▸ Problem description
Take from the listing each line that has the string "rough".

▸ Supplied records
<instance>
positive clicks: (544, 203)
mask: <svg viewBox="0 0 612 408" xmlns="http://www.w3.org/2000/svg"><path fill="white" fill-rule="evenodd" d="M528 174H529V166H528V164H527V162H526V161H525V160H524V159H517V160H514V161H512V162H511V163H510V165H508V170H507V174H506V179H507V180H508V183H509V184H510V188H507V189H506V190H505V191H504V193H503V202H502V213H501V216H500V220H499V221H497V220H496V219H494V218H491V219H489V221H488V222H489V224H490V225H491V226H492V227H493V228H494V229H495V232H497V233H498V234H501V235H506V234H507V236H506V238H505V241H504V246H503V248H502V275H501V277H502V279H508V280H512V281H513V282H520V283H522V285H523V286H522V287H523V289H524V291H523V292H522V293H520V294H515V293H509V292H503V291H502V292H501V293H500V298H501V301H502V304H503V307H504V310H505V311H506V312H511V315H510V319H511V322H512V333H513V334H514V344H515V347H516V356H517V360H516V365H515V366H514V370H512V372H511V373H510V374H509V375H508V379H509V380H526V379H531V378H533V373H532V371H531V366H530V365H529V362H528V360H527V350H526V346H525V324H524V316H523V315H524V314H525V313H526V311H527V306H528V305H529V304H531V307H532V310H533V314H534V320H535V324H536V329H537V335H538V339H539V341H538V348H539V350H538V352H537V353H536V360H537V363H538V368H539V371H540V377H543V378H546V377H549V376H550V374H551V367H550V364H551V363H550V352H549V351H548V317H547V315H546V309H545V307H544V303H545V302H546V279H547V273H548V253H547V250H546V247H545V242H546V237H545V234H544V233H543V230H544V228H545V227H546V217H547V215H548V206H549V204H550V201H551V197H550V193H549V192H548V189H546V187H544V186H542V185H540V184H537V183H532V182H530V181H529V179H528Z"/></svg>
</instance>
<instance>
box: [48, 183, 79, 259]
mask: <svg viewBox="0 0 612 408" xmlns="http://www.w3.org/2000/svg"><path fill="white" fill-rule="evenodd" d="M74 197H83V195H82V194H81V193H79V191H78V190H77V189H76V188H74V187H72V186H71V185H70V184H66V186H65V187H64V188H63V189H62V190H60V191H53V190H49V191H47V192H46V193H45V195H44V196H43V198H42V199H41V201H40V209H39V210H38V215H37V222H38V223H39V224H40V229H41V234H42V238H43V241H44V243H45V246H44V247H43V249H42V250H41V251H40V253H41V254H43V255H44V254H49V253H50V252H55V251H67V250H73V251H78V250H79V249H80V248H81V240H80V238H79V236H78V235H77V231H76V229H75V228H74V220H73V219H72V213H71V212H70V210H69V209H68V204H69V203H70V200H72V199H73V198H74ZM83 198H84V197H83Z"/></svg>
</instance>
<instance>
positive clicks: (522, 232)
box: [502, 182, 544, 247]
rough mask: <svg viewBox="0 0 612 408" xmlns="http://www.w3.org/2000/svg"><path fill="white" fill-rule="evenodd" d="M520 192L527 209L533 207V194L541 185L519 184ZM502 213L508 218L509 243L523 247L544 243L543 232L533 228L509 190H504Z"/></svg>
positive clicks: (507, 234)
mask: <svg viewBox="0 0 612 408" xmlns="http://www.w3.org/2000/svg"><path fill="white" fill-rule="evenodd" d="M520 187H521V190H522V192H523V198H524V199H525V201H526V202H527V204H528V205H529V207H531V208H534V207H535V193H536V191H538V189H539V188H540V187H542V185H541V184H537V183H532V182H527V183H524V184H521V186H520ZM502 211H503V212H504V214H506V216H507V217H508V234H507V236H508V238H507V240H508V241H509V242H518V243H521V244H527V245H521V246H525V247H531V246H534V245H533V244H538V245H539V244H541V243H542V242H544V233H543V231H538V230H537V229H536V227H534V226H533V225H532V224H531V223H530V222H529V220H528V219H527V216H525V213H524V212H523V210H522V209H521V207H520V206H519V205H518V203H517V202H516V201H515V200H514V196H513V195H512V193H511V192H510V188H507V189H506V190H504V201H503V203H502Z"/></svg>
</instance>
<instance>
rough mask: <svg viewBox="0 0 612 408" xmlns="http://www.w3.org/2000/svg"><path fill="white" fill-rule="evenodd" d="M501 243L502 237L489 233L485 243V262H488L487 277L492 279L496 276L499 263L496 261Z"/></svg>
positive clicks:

▸ Response
rough mask: <svg viewBox="0 0 612 408" xmlns="http://www.w3.org/2000/svg"><path fill="white" fill-rule="evenodd" d="M520 192L527 209L533 207V194L541 185L519 184ZM502 213L508 218L509 243L523 247L544 243L543 232L533 228L509 190H504Z"/></svg>
rough mask: <svg viewBox="0 0 612 408" xmlns="http://www.w3.org/2000/svg"><path fill="white" fill-rule="evenodd" d="M501 243L502 237L489 233L485 243V262H488L487 277L492 279L496 276L499 263L496 261Z"/></svg>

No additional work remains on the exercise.